What this task involves: In the text on Fort Monroe's ghosts, in what year was Jefferson Davis taken to the fort?

Text for analysis:
□ □ □ □ □ □ □

Ghost-hunters might have an interesting time at Fort Monroe,
with a few celebrity ghosts for good measure!
Fort Monroe is a six-sided enclosure, within a moat, on a
peninsula overlooking Chesapeake Bay in Virginia, USA. It covers a huge area
(more than 500 acres) and contains more than 150 buildings, many of them of
historical interest. It has been associated with several ghostly sightings,
some of them being of well-known people who have been incarcerated there.
One of these was Jefferson Davis, the President of the
Confederate States who was taken to Fort Monroe in shackles in 1865 after he
had led the losing side in the American Civil War. His wife Varina later joined
him and pleaded that, because his health was failing fast, he be allowed to die
in peace in a private apartment rather than a prison cell. However, Davis
survived the experience and lived for another 24 years. Despite not dying
anywhere near Fort Monroe, the ghosts of both Jefferson Davis and his wife are said
to haunt the fort, with Davis being seen in his former cell and Varina in the
bedroom of a house that had a view of the prison block.

□ □ □ □ □ □ □

Record excerpts:
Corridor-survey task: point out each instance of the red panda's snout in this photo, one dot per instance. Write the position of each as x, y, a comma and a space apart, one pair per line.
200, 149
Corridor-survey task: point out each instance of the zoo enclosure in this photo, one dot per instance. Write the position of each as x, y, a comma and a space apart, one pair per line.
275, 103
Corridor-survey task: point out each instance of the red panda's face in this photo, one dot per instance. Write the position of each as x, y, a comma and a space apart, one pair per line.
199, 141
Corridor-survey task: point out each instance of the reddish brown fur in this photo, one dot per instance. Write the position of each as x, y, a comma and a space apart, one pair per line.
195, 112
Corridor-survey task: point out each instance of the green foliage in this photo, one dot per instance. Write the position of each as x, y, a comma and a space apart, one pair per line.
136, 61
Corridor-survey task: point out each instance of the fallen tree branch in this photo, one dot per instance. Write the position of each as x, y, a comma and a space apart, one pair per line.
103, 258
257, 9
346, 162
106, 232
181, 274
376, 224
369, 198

□ □ □ □ □ □ □

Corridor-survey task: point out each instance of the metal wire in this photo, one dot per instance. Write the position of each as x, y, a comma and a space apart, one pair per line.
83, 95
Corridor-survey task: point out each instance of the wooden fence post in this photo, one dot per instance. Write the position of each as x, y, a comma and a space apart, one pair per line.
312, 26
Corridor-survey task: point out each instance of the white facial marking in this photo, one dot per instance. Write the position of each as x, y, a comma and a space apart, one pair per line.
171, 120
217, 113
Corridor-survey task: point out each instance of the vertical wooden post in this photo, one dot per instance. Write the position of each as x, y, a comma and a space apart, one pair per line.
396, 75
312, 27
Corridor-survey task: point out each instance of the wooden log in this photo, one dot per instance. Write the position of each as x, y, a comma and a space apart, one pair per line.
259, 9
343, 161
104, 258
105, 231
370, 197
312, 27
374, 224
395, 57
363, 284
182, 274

□ □ □ □ □ □ □

Answer for this exercise: 1865